-------- Records for this task
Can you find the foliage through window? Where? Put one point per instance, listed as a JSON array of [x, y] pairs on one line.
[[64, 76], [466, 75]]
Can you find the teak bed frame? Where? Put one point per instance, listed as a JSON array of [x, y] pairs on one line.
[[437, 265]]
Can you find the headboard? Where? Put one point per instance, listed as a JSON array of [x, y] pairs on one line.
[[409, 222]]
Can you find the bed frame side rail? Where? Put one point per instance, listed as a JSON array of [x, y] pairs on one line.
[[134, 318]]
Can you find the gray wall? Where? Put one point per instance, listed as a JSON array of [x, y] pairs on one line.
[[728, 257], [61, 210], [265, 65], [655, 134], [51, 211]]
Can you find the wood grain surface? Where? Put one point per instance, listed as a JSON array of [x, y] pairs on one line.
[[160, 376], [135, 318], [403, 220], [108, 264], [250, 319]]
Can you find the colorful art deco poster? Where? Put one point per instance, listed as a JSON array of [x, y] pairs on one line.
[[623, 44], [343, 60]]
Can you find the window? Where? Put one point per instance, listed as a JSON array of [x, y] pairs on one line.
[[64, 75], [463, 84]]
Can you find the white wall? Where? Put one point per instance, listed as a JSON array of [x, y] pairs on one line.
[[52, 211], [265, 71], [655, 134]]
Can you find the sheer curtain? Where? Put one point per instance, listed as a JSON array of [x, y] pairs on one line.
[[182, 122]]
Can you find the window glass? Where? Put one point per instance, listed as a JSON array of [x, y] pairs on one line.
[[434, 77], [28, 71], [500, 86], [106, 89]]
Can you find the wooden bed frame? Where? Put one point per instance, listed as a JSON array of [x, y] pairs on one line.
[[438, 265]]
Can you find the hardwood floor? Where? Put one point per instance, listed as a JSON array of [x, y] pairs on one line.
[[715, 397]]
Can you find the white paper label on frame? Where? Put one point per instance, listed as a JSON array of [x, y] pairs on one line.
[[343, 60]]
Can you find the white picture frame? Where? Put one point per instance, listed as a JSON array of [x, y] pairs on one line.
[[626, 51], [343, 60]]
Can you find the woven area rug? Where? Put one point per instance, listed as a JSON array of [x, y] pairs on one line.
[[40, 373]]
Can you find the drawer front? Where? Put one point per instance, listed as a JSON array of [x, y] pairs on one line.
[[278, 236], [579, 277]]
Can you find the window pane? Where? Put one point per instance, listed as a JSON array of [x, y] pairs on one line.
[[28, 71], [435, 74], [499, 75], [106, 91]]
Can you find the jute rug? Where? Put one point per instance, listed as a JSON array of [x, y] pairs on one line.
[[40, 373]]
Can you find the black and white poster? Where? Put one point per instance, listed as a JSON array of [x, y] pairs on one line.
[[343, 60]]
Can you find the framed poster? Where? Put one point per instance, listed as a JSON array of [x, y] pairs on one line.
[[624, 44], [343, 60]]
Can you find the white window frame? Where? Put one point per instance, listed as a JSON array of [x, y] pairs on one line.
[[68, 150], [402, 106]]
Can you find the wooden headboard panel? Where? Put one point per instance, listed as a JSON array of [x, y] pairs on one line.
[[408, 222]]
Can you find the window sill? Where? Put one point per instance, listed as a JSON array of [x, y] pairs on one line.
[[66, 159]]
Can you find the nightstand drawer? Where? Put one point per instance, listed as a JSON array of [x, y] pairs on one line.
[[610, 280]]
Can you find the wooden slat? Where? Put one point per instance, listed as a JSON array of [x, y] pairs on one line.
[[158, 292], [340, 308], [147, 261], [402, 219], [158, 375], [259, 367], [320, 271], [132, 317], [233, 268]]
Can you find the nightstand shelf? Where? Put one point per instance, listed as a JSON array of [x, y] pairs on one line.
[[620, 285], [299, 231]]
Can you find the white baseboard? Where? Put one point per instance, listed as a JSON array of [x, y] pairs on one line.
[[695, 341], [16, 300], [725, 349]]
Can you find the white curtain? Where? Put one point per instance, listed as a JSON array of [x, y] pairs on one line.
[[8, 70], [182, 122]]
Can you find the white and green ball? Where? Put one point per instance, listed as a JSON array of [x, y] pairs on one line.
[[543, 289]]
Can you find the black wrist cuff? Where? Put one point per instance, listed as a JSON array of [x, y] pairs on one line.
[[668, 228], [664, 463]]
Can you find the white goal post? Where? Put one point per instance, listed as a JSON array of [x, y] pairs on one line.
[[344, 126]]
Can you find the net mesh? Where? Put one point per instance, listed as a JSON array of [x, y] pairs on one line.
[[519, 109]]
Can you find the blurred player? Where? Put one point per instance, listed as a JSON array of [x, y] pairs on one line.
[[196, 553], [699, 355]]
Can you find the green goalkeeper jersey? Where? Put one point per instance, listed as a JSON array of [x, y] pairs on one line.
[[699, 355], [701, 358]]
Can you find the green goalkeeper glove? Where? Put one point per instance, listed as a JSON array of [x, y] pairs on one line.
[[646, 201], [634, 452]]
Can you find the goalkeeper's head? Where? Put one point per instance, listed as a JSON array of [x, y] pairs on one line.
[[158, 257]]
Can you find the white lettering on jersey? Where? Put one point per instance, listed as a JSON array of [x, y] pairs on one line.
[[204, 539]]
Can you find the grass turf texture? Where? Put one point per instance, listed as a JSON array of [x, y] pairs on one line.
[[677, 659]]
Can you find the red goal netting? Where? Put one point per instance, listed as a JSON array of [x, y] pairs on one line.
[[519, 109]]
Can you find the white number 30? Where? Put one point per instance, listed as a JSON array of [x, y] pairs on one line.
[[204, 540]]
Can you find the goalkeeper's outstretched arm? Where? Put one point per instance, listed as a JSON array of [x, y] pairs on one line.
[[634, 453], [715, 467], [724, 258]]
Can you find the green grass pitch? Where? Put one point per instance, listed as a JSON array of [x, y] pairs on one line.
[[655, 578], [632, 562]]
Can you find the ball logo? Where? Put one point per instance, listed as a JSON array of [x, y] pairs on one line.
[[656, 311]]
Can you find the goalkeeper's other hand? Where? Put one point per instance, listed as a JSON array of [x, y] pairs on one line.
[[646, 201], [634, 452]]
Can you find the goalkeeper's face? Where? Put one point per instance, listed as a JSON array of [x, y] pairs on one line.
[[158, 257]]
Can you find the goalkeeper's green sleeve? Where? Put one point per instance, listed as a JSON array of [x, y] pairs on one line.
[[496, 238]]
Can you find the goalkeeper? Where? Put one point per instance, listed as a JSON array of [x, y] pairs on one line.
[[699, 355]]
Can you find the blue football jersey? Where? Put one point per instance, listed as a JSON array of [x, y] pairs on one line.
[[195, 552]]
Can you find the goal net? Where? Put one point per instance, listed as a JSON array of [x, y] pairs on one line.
----------------
• [Instructions to follow]: Please reproduce all of the records above verbatim.

• [Response for this exercise]:
Can you find the foliage through window? Where? Put one point per instance, listed as a JSON array of [x, y] pairs on one line.
[[64, 76], [466, 75]]
Can you find the teak bed frame? Where? Put one point per instance, listed as a JSON array of [x, y] pairs on one line.
[[437, 265]]
Can you find the headboard? Where? Put one point per instance, listed as a JSON array of [x, y] pairs on one line.
[[409, 222]]
Can you find the bed frame side rail? Where? Put one point per instance, listed as a JSON array of [x, y] pairs on one line.
[[134, 318]]
Can you find the gray wall? Where? Put one point per instance, listed as a JSON array of [x, y] pairs on one line.
[[728, 257], [61, 210], [265, 65], [655, 134], [51, 211]]
Can you find the wood grain surface? Where? Put one point per instance, listed as a JSON array of [x, y] pairs on one line.
[[160, 376], [135, 318], [403, 220], [108, 264], [250, 319]]
Can you find the colorful art deco poster? Where? Put one point per instance, listed as a JSON array of [x, y] pairs on one line.
[[623, 44], [343, 60]]
Can you find the window? Where? Put one point per instance, listed as a JSON array of [x, y] pairs on one line.
[[64, 75], [463, 84]]
Can you find the white wall? Where? Put one point per instance, listed as a JSON array of [x, y] pairs on one line.
[[52, 211], [265, 71], [655, 134]]
Can you find the sheer curtain? Where? Put one point per instance, listed as a JSON array of [x, y] pairs on one line.
[[182, 122]]
Can you find the window glass? Where? Put one point per instance, listed as a JSON array of [x, y] pairs on one line.
[[434, 77], [28, 71], [500, 86], [106, 89]]
Can you find the wooden bed frame? Where? Put one point per instance, listed as a JSON array of [x, y] pairs on one line.
[[438, 265]]
Can you find the hardwood floor? Where? Put one point per instance, listed as a JSON array of [x, y] pairs on one line.
[[715, 397]]
Can you find the white paper label on frame? Where? Put one point per instance, listed as a JSON array of [x, y] pairs on one line.
[[343, 60]]
Can you find the white picture frame? Where? Put one point per instance, listed as a JSON array of [x, y] pairs on one line.
[[626, 51], [343, 60]]
Can you find the woven area rug? Where? Put one point per instance, listed as a JSON array of [x, y] pairs on one line.
[[40, 373]]
Can you find the drawer front? Where? Put one point per instance, listed as a JSON array of [x, y] pairs on one line.
[[278, 236], [579, 277]]
Can you find the window pane? Where? Put one point per instance, listed as a JSON array of [x, y] pairs on one line.
[[28, 71], [435, 74], [499, 75], [106, 91]]
Can you find the jute rug? Where? Put one point per instance, listed as a JSON array of [x, y] pairs on one line.
[[40, 373]]
Can you find the black and white poster? Where? Put one point per instance, listed as a JSON array of [x, y] pairs on one line.
[[343, 60]]
Can you find the framed poster? Where? Put one point per instance, listed as a JSON array of [x, y] pairs on one line.
[[624, 44], [343, 60]]
Can you find the white window frame? Where? Put one point per instance, listed as a JSON array of [x, y] pairs on one line.
[[68, 150], [402, 106]]
Can you find the wooden headboard panel? Where? Put one point per instance, listed as a JSON array of [x, y] pairs on one line.
[[408, 222]]
Can you find the window sill? Where? Put one point per instance, listed as a JSON array of [x, y] pairs on one line.
[[66, 159]]
Can you find the nightstand drawer? Where? Put one point per instance, listed as a JSON array of [x, y] pairs on one line.
[[610, 280]]
Can you find the wooden slat? Where? Put one point per instance, listed as a JSON array of [x, y] pairs on one line.
[[158, 292], [340, 308], [147, 261], [402, 219], [158, 375], [259, 367], [320, 271], [132, 317], [233, 268]]
Can you find the nightstand shelf? Where? Put one point per instance, listed as a JSON array of [x, y] pairs on one line.
[[620, 285], [299, 231]]
Can you find the white baseboard? Where? Put one point per instance, listed as a JSON array of [x, y] pairs on one line.
[[695, 341], [16, 300], [725, 349]]
Can you find the white curtain? Where? Put one point per instance, listed as a JSON array of [x, y] pairs on one line.
[[8, 70], [182, 122]]
Can you find the white and green ball? Where? Put one point per instance, listed as a JSON array of [x, y] pairs on one line.
[[543, 289]]
Can you find the black wrist cuff? Where? Put one point per instance, listed as a JSON array of [x, y] pairs on one line.
[[668, 228], [664, 463]]
Can you find the white goal post? Where? Put one point per instance, listed as a JSON array of [x, y] pairs on one line.
[[344, 126]]
Can you find the net mesh? Where? Put one point per instance, listed as a JSON array of [x, y] pairs on one line.
[[519, 109]]
Can you find the blurred player? Where? Put one point per instance, listed as a JSON array of [x, y] pairs on one line.
[[196, 553], [699, 355]]
Can you find the green goalkeeper jersey? Where? Put one point per instance, listed as a JSON array of [x, y] pairs on one line.
[[699, 355], [701, 358]]
Can you find the green goalkeeper glove? Where? Put one point per instance, listed as a JSON array of [x, y] pairs on one line.
[[646, 201], [634, 452]]
Can you find the goalkeeper's head? Where? Put one point per instance, listed as a JSON array of [x, y] pairs on one line.
[[158, 257]]
Can you find the white lettering on jersey? Where? Put one point per instance, listed as a JSON array of [x, y] pairs on one line.
[[204, 539]]
Can you find the grass turf texture? Where? Put one point per instance, listed as a JSON array of [x, y] pairs on one line.
[[677, 659]]
Can you find the red goal netting? Where? Put one point per instance, listed as a JSON array of [x, y] pairs on one line.
[[519, 109]]
Can you find the white number 30? Where? Put one point per instance, listed as a JSON array of [x, y] pairs on one line.
[[204, 540]]
Can you find the goalkeeper's outstretched arm? Where? Put one point per instance, listed as a JSON array of [x, y] pairs on one line.
[[634, 453], [715, 467], [724, 258]]
Can you find the green grass pitch? Where? Put one point per instance, listed as a JSON array of [x, y] pairs on one line.
[[655, 578], [632, 562]]
Can you find the ball logo? Where? Put one point per instance, listed as a JSON array of [x, y] pairs on one line.
[[656, 311]]
Can you find the goalkeeper's other hand? Where? Put one point per instance, listed as a JSON array of [x, y] pairs on one line.
[[646, 201], [634, 452]]
Can you find the goalkeeper's face? Where? Put one point per instance, listed as a JSON array of [x, y] pairs on one line.
[[158, 257]]
Can you find the goalkeeper's green sleeve? Where? Put one point per instance, listed as a JSON array of [x, y] pairs on one line.
[[496, 238]]
Can you find the goalkeeper? Where? Put one point per instance, listed as a JSON array of [x, y] pairs on one line.
[[699, 355]]
Can you find the blue football jersey? Where? Put one point per instance, listed as a JSON array of [x, y] pairs on one line.
[[195, 552]]
Can you find the goal net? Where? Put one point per instance, listed as a JSON array of [x, y] pairs on one line.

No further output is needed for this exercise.